**BRIEF**
Your reply should be a single number, the count of lines in the records that contain the string "circle".

**EXTRACTED DATA**
────────
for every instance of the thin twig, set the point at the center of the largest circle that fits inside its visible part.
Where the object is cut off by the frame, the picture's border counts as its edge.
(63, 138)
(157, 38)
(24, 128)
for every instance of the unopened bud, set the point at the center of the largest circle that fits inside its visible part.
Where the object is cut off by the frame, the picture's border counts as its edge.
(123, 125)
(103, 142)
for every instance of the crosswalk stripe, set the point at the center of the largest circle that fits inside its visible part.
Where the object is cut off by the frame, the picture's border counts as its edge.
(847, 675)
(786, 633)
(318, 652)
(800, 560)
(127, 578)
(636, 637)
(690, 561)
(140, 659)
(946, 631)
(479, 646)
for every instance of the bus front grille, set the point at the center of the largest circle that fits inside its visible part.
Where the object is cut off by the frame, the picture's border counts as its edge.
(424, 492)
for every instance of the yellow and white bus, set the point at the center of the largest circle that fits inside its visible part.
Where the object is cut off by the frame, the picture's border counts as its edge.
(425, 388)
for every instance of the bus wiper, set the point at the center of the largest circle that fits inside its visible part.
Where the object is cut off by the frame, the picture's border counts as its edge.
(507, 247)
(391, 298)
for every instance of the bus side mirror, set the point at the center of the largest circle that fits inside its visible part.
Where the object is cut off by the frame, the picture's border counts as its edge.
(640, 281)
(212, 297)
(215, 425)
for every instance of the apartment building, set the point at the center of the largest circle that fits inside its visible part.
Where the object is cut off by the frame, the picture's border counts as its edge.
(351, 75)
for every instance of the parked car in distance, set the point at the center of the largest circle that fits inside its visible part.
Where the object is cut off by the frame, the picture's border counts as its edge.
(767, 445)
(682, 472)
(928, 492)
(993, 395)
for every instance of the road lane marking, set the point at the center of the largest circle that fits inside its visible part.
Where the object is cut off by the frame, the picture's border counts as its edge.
────────
**ANSWER**
10